EXERCISE GOAL:
What's required is a verbatim printout of all the data.

RECORDED INFORMATION:
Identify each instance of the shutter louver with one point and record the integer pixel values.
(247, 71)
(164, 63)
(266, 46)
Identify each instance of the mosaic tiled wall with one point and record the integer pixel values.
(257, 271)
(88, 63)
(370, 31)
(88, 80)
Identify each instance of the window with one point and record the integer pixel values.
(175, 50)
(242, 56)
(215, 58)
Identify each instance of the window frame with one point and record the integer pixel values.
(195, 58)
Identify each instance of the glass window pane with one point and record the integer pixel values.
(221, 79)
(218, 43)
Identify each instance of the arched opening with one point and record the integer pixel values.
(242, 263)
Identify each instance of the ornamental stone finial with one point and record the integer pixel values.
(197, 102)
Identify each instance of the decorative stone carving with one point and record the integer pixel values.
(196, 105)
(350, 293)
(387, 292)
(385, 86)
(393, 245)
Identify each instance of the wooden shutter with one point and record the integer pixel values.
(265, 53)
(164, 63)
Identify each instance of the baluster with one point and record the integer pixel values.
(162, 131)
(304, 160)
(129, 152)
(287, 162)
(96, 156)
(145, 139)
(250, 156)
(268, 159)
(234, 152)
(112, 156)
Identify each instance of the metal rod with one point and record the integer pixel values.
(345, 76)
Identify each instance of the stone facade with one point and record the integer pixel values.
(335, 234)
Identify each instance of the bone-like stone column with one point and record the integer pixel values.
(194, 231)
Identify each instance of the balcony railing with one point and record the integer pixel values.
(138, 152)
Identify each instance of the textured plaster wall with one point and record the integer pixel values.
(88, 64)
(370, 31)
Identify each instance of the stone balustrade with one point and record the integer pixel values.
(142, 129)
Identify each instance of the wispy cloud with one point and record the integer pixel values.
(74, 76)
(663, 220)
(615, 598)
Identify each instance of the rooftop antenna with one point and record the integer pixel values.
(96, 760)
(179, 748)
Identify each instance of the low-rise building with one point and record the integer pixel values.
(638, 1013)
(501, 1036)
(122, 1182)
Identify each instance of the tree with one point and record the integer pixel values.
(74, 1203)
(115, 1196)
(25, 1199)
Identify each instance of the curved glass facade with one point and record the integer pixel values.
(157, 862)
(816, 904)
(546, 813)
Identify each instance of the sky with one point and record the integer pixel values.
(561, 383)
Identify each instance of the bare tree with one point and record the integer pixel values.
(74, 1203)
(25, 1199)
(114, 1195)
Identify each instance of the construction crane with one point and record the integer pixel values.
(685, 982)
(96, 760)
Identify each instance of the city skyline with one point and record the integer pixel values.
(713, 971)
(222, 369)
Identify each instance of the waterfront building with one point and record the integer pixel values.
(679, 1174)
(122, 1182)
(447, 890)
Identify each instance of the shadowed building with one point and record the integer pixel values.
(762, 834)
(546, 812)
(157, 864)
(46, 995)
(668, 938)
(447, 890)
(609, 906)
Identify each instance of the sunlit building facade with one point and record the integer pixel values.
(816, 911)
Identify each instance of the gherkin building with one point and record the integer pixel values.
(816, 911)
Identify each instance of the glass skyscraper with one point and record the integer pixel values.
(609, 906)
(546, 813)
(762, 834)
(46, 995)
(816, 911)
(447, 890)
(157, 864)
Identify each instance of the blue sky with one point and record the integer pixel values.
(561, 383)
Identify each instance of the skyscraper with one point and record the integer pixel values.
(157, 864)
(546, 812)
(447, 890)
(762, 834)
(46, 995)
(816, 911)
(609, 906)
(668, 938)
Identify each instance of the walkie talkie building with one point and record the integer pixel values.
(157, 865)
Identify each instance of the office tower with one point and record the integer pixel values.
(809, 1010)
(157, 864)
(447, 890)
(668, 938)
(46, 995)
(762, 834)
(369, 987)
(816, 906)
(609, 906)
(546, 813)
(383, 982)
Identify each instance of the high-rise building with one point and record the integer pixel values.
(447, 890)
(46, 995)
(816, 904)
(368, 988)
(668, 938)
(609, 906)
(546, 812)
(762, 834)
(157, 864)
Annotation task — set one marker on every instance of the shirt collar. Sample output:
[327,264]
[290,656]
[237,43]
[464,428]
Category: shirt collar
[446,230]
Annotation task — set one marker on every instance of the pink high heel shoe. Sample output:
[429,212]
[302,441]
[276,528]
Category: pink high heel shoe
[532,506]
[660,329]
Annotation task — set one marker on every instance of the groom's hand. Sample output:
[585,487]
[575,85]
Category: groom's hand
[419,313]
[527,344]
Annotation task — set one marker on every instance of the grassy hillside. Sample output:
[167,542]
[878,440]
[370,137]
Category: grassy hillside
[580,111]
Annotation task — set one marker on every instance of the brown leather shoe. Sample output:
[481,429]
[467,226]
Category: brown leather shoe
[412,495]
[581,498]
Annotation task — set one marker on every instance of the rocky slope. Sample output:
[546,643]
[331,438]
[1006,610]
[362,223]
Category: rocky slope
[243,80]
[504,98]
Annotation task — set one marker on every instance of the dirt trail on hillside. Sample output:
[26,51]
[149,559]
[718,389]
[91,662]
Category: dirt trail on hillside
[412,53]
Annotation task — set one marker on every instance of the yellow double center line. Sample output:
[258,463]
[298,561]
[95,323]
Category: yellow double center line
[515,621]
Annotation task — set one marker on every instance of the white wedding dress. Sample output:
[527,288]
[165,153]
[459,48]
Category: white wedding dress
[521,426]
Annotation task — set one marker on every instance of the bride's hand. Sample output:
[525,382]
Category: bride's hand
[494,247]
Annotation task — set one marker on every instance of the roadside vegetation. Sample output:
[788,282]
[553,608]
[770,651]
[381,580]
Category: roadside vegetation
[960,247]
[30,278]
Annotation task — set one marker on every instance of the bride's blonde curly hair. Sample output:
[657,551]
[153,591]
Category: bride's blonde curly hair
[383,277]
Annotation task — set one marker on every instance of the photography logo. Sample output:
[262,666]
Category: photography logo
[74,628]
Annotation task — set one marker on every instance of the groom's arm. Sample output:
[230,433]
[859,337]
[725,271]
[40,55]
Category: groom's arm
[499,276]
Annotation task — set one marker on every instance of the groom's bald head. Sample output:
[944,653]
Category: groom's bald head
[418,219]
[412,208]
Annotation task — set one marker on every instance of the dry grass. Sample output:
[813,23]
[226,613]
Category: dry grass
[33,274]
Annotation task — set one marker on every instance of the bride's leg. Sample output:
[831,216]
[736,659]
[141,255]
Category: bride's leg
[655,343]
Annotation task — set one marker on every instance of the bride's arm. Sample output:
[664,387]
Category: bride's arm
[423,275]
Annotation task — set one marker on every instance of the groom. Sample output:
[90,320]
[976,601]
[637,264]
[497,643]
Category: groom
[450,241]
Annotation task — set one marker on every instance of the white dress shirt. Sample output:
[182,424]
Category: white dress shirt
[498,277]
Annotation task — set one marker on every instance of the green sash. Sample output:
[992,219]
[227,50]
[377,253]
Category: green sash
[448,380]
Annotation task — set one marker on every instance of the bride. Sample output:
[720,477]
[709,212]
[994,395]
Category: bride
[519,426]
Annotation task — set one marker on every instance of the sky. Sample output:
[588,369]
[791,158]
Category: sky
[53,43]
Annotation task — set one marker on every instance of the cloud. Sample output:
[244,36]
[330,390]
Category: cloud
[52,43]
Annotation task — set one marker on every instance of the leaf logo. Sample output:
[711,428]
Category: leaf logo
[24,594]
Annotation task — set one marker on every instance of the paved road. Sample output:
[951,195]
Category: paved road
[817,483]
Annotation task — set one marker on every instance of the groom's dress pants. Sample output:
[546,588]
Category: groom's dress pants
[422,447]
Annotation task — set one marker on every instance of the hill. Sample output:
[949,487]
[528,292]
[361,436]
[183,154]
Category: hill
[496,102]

EXPECTED OUTPUT:
Identify each instance of the shutter louver with one point and record the integer pixel values.
(247, 71)
(164, 63)
(266, 46)
Identify each instance of the mosaic tiled wall with one point and record the integer pixel values.
(257, 271)
(88, 63)
(370, 31)
(88, 80)
Identify each instance of the window with one point and record the integer pixel values.
(175, 50)
(242, 56)
(215, 58)
Identify each instance of the window frame with one point and record the integer pixel values.
(195, 58)
Identify each instance of the glass window pane with one point and record the integer pixel values.
(221, 79)
(218, 43)
Identify each instance of the arched opening with one point and record the integer pixel values.
(242, 263)
Identify each instance of the ornamental stone finial with one point and record the integer pixel values.
(197, 102)
Identify each instance of the decorative stone carving with one point and record the integer pixel values.
(196, 105)
(350, 293)
(387, 292)
(385, 86)
(393, 245)
Identify each instance of the wooden shutter with one point and record the integer pixel values.
(265, 53)
(164, 63)
Identify each instance of the baluster with one point and record the integer pixel values.
(162, 131)
(304, 160)
(129, 152)
(287, 162)
(96, 156)
(145, 139)
(250, 156)
(268, 159)
(234, 152)
(112, 156)
Identify each instance of the metal rod with one point and record the integer pixel values.
(345, 76)
Identify each instance of the stone facade with one point and record the integer pixel values.
(335, 234)
Identify each instance of the bone-like stone column with one point and record the integer pixel values.
(194, 231)
Identify each instance of the balcony railing with one point and record the integer pixel values.
(138, 152)
Identify each instance of the textured plaster wall with one point and record the integer pixel values.
(88, 64)
(370, 31)
Identify each instance of the stone balustrade with one point and record the integer pixel values.
(142, 129)
Identify each instance of the wispy cloud with one point and record the integer pixel values.
(74, 76)
(663, 220)
(615, 598)
Identify each instance of the rooftop antenna with one point and record the integer pixel values.
(96, 760)
(179, 748)
Identify each instance of the low-rise building with one point and record the integer pixel values.
(638, 1013)
(501, 1036)
(122, 1182)
Identify each instance of the tree with one point and record the integer pixel values.
(74, 1203)
(115, 1196)
(25, 1199)
Identify each instance of the curved glass facade with one point and record the integer pixel values.
(157, 862)
(816, 904)
(546, 813)
Identify each instance of the sky with one point and record the integer pixel values.
(561, 383)
Identify each instance of the bare tree with one point and record the integer pixel values.
(74, 1203)
(25, 1199)
(114, 1195)
Identify each instance of the construction crane with one point and record the integer pixel values.
(685, 982)
(96, 760)
Identify each instance of the city skyline with one point and record the integer pixel values.
(713, 971)
(222, 369)
Identify each instance of the waterfront building with one point and record the integer pixel values.
(679, 1174)
(122, 1182)
(447, 890)
Identify each instance of the shadowed building with one point and record the integer pixel values.
(762, 834)
(546, 812)
(157, 864)
(46, 995)
(668, 938)
(447, 890)
(609, 906)
Identify each instance of the sunlit building facade with one point and record the integer pixel values.
(816, 911)
Identify each instance of the gherkin building with one point and record the integer pixel values.
(816, 911)
Identify each instance of the glass skyscraper with one point and record the integer pixel values.
(609, 906)
(546, 813)
(762, 834)
(46, 995)
(816, 911)
(447, 890)
(157, 864)
Identify each instance of the blue sky with one point and record the integer pixel values.
(561, 383)
Identify each instance of the skyscraper with one point and record the integer pixel values.
(157, 864)
(546, 812)
(447, 890)
(762, 834)
(46, 995)
(816, 911)
(609, 906)
(668, 938)
Identify each instance of the walkie talkie building with one point and record the integer pixel values.
(157, 865)
Identify each instance of the office tower with one point and record the integer pixel values.
(809, 1010)
(157, 864)
(447, 890)
(668, 938)
(46, 995)
(762, 834)
(369, 987)
(816, 906)
(609, 906)
(546, 813)
(383, 982)
Identify each instance of the high-rise building with one point and record the integer pixel values.
(447, 890)
(46, 995)
(816, 904)
(368, 988)
(668, 938)
(609, 906)
(546, 812)
(762, 834)
(157, 864)
Annotation task — set one marker on every instance of the shirt collar. Sample output:
[327,264]
[290,656]
[237,43]
[464,428]
Category: shirt collar
[446,230]
Annotation task — set one marker on every instance of the pink high heel shoe. Sample output:
[429,212]
[302,441]
[276,528]
Category: pink high heel shoe
[532,506]
[660,329]
Annotation task — set one marker on every instance of the groom's hand. Sample output:
[585,487]
[575,85]
Category: groom's hand
[419,313]
[527,344]
Annotation task — set one marker on every instance of the grassy hillside. Sample output:
[167,542]
[878,440]
[370,137]
Category: grassy hillside
[580,111]
Annotation task — set one marker on every instance of the brown leather shoe. Sample output:
[481,429]
[467,226]
Category: brown leather shoe
[412,495]
[581,498]
Annotation task — set one marker on every instance of the rocky slope. Sample output:
[546,643]
[331,438]
[1006,610]
[362,223]
Category: rocky slope
[243,80]
[504,98]
Annotation task — set one marker on every instance of the dirt trail on hillside. Sample output:
[26,51]
[149,559]
[718,389]
[91,662]
Category: dirt trail on hillside
[412,53]
Annotation task — set one marker on every instance of the yellow double center line. Sample output:
[258,463]
[298,561]
[95,323]
Category: yellow double center line
[515,621]
Annotation task — set one marker on every instance of the white wedding dress. Sample output:
[527,288]
[165,153]
[459,48]
Category: white wedding dress
[521,426]
Annotation task — set one marker on every instance of the bride's hand. Sample output:
[525,382]
Category: bride's hand
[494,247]
Annotation task — set one marker on every instance of the roadside vegetation. Sample output:
[788,282]
[553,608]
[770,651]
[381,580]
Category: roadside vegetation
[960,247]
[30,278]
Annotation task — set one marker on every instance of the bride's blonde curly hair. Sample output:
[657,551]
[153,591]
Category: bride's blonde curly hair
[383,277]
Annotation task — set one marker on every instance of the photography logo. Sample output:
[262,666]
Category: photography logo
[74,628]
Annotation task — set one marker on every instance of the groom's arm. Sample output:
[230,433]
[859,337]
[725,271]
[40,55]
Category: groom's arm
[499,276]
Annotation task — set one marker on every instance of the groom's bald head. Sample output:
[944,653]
Category: groom's bald head
[418,219]
[412,208]
Annotation task — set one marker on every instance of the dry grass. Sample output:
[813,23]
[226,613]
Category: dry grass
[33,274]
Annotation task — set one marker on every instance of the bride's leg. Sample output:
[831,216]
[736,659]
[141,255]
Category: bride's leg
[655,343]
Annotation task — set one marker on every instance of the bride's arm. Sample output:
[664,387]
Category: bride's arm
[423,275]
Annotation task — set one marker on every instance of the groom. Sample output:
[90,320]
[976,601]
[637,264]
[497,643]
Category: groom
[450,241]
Annotation task — set one marker on every instance of the white dress shirt. Sample output:
[182,424]
Category: white dress shirt
[498,277]
Annotation task — set one marker on every instance of the green sash. Sample output:
[992,219]
[227,50]
[377,253]
Category: green sash
[448,380]
Annotation task — set one marker on every instance of the bride. Sample output:
[720,477]
[709,212]
[994,395]
Category: bride
[519,426]
Annotation task — set one marker on every instance of the sky. Sample output:
[588,369]
[791,158]
Category: sky
[53,43]
Annotation task — set one marker on every instance of the cloud. Sample output:
[244,36]
[330,390]
Category: cloud
[52,43]
Annotation task — set one marker on every instance of the leaf logo. Sample output:
[711,428]
Category: leaf logo
[24,594]
Annotation task — set one marker on every instance of the paved road. Sample output:
[951,195]
Category: paved road
[817,483]
Annotation task — set one marker on every instance of the groom's dress pants. Sample output:
[546,588]
Category: groom's dress pants
[422,447]
Annotation task — set one marker on every instance of the hill. Sample output:
[949,487]
[528,292]
[361,436]
[183,154]
Category: hill
[496,102]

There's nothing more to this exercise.